=== Goal ===
Copy the items below verbatim, starting at the first line and ending at the line that contains "[[845, 388]]".

=== Source material ===

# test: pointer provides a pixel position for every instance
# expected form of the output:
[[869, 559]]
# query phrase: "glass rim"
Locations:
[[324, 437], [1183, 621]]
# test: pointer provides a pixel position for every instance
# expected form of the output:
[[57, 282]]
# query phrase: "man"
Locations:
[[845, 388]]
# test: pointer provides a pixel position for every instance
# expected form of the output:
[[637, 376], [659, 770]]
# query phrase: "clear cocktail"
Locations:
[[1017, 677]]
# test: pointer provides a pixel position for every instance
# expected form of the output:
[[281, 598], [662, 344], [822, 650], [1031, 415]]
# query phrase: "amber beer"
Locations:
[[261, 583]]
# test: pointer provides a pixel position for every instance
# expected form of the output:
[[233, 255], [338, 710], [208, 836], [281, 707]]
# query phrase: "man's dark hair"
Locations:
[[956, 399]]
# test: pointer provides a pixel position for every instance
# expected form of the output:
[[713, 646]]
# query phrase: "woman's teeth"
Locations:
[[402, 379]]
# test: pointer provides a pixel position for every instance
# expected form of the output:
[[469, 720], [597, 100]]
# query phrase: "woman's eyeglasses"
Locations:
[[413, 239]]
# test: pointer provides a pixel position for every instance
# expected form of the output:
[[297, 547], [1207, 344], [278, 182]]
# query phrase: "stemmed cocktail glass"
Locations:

=== The reply ===
# test: pointer provides a pixel position for every instance
# expected form of the output:
[[869, 559]]
# query phrase: "glass rim"
Locations:
[[324, 437], [1183, 621]]
# test: pointer provides a pixel position for every instance
# expected form of the output:
[[57, 282]]
# query phrase: "man"
Locations:
[[845, 388]]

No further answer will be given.